[Part of a data file]
┄┄┄┄┄┄┄┄┄┄

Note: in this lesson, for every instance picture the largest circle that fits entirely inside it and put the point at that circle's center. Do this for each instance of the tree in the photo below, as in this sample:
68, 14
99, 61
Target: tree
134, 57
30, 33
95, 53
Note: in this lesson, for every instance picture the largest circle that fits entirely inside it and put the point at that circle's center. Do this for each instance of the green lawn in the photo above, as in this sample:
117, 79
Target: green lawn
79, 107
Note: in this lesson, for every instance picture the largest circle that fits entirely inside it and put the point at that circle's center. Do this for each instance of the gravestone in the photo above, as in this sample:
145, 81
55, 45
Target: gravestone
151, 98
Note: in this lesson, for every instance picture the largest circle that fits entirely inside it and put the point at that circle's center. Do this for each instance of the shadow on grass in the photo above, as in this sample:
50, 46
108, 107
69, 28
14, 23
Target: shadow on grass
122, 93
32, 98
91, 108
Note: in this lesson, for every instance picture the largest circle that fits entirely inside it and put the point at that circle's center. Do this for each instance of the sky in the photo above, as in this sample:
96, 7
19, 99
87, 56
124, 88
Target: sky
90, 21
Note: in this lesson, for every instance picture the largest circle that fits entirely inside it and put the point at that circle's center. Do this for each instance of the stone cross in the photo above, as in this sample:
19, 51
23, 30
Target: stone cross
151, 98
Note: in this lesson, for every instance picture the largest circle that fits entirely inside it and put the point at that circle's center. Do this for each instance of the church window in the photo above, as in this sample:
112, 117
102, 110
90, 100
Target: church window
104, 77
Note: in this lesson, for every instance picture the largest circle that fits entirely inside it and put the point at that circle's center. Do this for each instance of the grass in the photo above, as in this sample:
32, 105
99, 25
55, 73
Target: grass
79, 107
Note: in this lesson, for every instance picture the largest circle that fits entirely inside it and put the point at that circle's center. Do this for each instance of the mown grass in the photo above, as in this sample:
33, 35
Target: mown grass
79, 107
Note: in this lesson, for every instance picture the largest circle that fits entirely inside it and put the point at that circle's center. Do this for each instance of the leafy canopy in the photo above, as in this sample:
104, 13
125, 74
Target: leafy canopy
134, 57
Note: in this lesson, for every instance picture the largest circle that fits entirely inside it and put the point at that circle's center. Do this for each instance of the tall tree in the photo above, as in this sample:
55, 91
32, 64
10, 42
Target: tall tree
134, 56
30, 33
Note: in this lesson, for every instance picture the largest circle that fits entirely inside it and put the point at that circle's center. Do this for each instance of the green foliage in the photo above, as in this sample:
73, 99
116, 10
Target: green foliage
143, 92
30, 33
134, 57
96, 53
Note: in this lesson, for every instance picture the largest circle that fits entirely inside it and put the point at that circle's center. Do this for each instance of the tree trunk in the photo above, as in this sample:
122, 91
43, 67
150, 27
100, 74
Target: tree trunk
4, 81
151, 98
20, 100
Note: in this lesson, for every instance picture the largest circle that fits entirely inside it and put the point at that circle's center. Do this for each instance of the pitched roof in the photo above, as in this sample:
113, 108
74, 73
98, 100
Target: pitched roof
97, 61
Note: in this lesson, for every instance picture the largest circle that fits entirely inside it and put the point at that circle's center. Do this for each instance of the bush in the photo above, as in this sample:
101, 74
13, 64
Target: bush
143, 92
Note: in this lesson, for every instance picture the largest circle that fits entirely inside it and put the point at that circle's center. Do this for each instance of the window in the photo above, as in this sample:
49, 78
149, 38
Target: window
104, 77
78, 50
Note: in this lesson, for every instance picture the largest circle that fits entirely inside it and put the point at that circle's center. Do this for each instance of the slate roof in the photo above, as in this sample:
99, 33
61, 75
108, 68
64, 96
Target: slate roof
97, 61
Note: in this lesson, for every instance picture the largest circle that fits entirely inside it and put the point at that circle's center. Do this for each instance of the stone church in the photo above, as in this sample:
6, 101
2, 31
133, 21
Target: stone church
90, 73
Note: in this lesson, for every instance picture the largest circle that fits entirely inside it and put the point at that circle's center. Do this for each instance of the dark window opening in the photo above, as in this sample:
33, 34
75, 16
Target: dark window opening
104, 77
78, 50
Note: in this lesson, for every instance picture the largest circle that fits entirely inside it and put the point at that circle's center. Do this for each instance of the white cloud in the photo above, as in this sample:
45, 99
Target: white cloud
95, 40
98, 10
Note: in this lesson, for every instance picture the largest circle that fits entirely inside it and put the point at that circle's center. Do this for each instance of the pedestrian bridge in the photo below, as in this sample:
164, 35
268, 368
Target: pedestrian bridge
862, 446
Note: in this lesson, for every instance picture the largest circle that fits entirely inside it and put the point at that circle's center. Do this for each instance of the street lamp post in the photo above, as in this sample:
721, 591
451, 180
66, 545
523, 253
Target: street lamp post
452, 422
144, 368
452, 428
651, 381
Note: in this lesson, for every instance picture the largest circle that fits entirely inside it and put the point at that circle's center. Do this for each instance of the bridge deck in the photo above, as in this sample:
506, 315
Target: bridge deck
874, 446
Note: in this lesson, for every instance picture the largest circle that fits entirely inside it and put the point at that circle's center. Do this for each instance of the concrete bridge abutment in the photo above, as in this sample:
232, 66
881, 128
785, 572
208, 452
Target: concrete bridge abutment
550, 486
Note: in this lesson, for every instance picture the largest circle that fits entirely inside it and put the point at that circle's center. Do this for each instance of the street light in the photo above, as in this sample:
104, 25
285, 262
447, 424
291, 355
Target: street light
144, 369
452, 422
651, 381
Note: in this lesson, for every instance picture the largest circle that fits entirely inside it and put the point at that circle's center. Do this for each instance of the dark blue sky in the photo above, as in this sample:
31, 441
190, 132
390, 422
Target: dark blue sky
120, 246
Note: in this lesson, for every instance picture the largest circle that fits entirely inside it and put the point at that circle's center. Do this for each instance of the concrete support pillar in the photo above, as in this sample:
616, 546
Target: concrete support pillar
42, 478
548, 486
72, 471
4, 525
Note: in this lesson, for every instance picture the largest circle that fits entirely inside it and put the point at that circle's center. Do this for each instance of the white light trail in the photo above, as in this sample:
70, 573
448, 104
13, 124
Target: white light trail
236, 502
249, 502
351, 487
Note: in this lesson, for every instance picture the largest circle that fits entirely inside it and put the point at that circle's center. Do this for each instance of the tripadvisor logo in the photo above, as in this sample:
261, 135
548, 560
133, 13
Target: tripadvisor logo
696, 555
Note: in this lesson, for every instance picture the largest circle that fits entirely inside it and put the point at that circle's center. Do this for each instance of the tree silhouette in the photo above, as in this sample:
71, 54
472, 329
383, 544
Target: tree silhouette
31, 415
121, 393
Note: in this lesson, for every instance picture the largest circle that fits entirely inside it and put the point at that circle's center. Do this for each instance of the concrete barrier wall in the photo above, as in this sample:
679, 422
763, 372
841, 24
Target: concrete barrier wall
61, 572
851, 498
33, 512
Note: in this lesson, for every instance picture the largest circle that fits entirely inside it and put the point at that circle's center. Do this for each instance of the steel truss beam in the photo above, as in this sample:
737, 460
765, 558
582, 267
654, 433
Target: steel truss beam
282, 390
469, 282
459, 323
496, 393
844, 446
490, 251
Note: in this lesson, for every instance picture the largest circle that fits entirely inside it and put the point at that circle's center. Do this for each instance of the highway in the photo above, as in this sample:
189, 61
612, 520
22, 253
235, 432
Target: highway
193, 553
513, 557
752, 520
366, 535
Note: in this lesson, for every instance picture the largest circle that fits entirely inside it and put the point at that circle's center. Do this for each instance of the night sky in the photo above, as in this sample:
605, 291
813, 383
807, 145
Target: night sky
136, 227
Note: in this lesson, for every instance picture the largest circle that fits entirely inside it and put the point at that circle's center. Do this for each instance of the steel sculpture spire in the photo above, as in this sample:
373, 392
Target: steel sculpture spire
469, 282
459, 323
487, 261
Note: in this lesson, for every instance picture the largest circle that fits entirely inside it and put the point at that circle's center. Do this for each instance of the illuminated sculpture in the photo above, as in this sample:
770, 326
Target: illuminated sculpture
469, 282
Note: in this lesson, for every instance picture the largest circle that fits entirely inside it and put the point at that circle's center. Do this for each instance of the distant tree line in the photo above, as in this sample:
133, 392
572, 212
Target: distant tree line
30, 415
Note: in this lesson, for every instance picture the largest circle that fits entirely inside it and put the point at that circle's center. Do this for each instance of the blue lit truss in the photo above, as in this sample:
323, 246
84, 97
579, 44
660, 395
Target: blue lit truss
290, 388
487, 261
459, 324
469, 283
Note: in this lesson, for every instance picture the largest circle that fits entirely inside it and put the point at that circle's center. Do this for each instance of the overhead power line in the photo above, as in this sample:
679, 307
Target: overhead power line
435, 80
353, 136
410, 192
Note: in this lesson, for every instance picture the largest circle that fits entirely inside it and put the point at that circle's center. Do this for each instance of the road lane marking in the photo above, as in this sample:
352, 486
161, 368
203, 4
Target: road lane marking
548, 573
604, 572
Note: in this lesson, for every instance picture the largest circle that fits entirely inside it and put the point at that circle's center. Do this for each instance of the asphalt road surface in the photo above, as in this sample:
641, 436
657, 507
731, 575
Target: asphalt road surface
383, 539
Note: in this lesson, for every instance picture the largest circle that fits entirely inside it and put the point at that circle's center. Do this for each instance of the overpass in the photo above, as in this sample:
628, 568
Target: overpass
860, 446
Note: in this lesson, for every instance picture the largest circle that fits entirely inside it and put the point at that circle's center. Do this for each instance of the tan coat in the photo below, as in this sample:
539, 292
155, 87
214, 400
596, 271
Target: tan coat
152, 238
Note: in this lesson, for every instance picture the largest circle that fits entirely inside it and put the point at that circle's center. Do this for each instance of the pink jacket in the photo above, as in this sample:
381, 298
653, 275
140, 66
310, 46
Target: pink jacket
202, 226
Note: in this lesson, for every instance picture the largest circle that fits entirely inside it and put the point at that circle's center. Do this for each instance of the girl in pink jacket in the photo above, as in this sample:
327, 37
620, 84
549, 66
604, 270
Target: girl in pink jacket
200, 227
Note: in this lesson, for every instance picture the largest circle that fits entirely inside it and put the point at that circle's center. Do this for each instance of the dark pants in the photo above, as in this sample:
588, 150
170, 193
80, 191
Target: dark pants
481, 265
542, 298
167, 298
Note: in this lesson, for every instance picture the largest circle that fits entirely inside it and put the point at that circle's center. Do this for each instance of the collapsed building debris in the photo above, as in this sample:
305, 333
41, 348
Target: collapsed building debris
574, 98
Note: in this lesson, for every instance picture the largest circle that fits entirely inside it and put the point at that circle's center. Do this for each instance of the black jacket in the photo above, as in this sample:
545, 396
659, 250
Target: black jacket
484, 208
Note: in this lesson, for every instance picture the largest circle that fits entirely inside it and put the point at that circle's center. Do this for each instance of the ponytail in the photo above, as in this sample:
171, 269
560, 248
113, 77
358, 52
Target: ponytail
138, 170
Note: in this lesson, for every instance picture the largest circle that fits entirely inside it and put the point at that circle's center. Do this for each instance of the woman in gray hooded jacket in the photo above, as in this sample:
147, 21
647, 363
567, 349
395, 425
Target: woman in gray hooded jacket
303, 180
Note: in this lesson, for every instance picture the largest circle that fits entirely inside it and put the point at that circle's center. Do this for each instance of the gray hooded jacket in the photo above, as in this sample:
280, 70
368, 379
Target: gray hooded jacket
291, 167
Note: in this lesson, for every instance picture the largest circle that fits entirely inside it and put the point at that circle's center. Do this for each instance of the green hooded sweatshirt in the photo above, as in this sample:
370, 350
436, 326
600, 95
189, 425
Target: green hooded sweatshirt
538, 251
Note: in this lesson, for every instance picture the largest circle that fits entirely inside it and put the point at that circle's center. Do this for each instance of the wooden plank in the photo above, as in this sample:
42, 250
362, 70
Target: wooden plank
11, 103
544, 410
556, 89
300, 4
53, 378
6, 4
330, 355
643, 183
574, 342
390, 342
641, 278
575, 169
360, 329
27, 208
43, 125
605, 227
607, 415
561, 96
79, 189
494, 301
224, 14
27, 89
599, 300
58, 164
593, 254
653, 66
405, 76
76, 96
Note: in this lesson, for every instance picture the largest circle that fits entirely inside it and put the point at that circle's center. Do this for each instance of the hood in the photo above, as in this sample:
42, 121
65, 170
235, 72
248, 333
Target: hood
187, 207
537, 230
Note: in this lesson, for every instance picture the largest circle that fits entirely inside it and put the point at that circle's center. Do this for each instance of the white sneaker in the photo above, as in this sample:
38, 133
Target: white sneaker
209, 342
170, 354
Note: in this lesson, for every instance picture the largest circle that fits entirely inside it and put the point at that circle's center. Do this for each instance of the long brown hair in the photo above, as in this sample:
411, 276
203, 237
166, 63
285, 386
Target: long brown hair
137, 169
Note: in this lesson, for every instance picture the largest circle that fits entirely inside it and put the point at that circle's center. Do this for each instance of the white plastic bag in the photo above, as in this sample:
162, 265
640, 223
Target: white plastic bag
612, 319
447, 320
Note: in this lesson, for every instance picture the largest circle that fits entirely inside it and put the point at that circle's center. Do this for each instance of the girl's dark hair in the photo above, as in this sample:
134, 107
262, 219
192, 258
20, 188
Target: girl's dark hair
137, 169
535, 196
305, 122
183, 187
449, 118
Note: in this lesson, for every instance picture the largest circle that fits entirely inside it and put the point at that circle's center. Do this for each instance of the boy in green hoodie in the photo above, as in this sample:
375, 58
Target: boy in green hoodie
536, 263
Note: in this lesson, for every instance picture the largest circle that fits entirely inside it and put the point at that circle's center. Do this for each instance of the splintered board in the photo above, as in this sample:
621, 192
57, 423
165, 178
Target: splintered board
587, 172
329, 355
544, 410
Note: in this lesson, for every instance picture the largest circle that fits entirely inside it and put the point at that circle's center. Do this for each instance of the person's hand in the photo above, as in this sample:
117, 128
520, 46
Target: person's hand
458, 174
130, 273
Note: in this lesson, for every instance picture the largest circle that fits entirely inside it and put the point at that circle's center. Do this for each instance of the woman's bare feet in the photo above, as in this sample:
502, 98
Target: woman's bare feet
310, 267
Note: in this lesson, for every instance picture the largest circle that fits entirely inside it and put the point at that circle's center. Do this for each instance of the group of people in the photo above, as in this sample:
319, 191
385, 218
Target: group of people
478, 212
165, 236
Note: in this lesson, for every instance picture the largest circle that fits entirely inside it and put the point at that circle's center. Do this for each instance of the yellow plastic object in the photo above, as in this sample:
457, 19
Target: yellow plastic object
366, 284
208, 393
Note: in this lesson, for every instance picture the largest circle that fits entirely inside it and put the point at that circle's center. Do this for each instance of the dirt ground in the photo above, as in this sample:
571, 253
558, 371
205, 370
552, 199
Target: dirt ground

┄┄┄┄┄┄┄┄┄┄

- _EXERCISE AIM_: With both ends included, please retype exactly the lines from the line containing "green hoodie in" to the final line of the data.

- _SOLUTION TO THIS TASK_:
Note: in this lesson, for every instance picture the largest circle that fits entirely inside it and put the point at that circle's center. Do this for each instance of the boy in green hoodie in the photo above, as in this sample:
375, 58
Target: boy in green hoodie
536, 263
Note: in this lesson, for every instance picture the largest circle that fits entirely inside it and put the point at that circle's center. Do this for each instance of the splintered board in the photo above, as in this sample:
621, 192
57, 423
165, 178
Target: splintered board
587, 172
329, 355
544, 410
Note: in this lesson, for every instance picture the largest circle that fits entirely inside it and put the point at that circle's center. Do this for each instance of the person's hand in the photo above, as in this sample:
117, 128
520, 46
Target: person's hand
458, 174
130, 273
Note: in this lesson, for every instance picture the largest circle that fits entirely inside it and put the point at that circle's center. Do this for each instance of the woman's bare feet in the photo above, as in this sample:
502, 98
Target: woman's bare feet
310, 267
Note: in this lesson, for every instance picture the largest circle that fits entirely inside it and put the point at that circle's center. Do this for each instance of the group of people in the photo above, as in this sample:
319, 191
385, 218
Target: group of people
478, 212
165, 236
Note: in this lesson, for every instance picture the largest circle that fits entirely inside it and put the point at that circle's center. Do this for each instance of the yellow plastic object in the photo above, as in this sample:
457, 19
Target: yellow plastic object
366, 284
208, 393
Note: in this lesson, for every instance picture the largest circle that fits entirely inside it and put the point at that circle's center. Do this for each instance of the dirt ground in the photo above, as in this sample:
571, 253
558, 371
205, 370
552, 199
Target: dirt ground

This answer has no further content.